[Exercise]:
Give back exactly the stretch of data below from the line holding "Target: grass turf" through the line holding "For every instance of the bay", both ends included, and leave the remaining lines out.

Records drawn from a dataset
====
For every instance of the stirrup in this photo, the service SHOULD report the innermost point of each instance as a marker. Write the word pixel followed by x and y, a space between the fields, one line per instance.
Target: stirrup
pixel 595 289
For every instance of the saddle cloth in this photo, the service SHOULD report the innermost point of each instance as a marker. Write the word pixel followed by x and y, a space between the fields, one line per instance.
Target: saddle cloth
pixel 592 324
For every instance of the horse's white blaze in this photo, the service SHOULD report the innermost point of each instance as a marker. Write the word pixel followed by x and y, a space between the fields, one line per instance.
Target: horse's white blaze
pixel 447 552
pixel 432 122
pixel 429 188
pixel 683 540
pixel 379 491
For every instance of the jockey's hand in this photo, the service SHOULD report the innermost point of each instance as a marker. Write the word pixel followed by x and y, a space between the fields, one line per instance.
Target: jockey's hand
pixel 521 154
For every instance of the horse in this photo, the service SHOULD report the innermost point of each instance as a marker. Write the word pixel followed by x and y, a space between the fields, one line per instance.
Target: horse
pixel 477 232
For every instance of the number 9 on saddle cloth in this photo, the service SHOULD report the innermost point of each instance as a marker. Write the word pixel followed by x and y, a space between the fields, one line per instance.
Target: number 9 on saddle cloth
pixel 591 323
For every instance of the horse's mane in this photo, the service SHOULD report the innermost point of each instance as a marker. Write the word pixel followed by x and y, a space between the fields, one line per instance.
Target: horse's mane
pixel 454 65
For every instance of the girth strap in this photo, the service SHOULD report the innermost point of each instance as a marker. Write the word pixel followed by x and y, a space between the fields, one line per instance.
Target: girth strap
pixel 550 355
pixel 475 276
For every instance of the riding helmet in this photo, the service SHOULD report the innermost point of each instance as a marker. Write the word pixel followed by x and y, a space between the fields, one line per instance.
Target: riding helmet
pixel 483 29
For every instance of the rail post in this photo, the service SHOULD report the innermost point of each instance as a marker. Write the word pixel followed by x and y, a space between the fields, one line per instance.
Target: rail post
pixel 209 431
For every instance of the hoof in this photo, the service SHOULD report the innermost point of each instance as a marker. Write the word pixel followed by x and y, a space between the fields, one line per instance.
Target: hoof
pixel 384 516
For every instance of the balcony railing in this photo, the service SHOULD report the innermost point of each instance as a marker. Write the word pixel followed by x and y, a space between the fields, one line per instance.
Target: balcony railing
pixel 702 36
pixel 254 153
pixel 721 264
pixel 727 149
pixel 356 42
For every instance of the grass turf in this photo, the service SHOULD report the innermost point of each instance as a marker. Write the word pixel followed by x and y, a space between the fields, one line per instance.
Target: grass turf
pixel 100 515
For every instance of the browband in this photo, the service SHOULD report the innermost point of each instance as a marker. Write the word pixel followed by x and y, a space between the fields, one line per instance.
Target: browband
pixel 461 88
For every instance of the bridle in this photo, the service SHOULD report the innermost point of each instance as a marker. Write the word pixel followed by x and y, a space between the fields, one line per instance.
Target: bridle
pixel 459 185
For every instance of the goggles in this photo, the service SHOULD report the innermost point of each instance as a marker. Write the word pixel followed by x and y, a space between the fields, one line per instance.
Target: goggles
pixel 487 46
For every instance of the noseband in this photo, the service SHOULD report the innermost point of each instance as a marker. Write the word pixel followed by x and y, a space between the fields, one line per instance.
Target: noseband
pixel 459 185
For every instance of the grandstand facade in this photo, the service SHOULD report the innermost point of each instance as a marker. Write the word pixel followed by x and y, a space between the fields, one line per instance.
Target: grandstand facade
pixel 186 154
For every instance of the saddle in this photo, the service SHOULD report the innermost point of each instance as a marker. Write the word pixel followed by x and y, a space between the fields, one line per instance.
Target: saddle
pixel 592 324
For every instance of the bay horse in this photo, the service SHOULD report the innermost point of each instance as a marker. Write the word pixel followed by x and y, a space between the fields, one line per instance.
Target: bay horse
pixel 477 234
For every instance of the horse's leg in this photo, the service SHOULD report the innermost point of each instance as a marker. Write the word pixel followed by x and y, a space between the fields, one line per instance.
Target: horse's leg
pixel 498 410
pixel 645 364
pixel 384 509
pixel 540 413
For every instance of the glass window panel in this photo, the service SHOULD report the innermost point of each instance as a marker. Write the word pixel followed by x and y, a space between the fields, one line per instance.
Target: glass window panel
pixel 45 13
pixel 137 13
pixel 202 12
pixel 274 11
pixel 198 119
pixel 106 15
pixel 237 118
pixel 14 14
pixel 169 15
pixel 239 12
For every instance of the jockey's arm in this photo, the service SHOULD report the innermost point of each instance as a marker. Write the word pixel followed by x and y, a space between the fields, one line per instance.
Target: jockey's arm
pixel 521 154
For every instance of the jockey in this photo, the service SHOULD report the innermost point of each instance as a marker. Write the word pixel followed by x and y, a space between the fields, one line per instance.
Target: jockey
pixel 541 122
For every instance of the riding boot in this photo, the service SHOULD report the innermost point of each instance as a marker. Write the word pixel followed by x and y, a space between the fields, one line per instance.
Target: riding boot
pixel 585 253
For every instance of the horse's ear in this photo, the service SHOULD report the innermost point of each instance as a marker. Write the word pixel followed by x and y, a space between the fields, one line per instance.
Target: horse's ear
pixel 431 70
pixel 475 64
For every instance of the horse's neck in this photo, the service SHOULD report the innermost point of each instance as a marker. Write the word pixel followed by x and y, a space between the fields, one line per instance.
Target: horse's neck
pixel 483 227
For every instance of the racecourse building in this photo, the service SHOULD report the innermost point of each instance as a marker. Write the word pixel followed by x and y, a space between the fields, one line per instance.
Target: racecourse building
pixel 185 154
====
[Solved problem]:
Target: grass turf
pixel 100 515
For every instance of the browband in this photo, the service SHOULD report the innermost point of each instance as a marker. Write the word pixel followed by x and y, a space between the fields, one line per instance.
Target: browband
pixel 461 88
For every instance of the bridle in this photo, the service SHOULD report the innermost point of each instance as a marker. Write the word pixel followed by x and y, a space between the fields, one line per instance.
Target: bridle
pixel 459 185
For every instance of the goggles in this photo, the service SHOULD report the innermost point of each instance as a marker. Write the word pixel followed by x and y, a space between the fields, one line per instance.
Target: goggles
pixel 487 46
For every instance of the noseband in this photo, the service SHOULD report the innermost point of each instance as a marker. Write the word pixel followed by x and y, a space between the fields, one line per instance.
Target: noseband
pixel 459 185
For every instance of the grandstand facade in this photo, the service SHOULD report the innermost point of each instance as a marker. Write the word pixel followed by x and y, a space between the fields, one line per instance.
Target: grandstand facade
pixel 186 154
For every instance of the saddle in this photo, the service SHOULD report the innermost point of each instance as a marker. Write the word pixel followed by x and y, a space between the fields, one line per instance.
Target: saddle
pixel 592 324
For every instance of the bay horse in this photo, the service SHOULD report the innermost point of each instance as a marker. Write the word pixel followed by x and y, a space between the fields, one line per instance.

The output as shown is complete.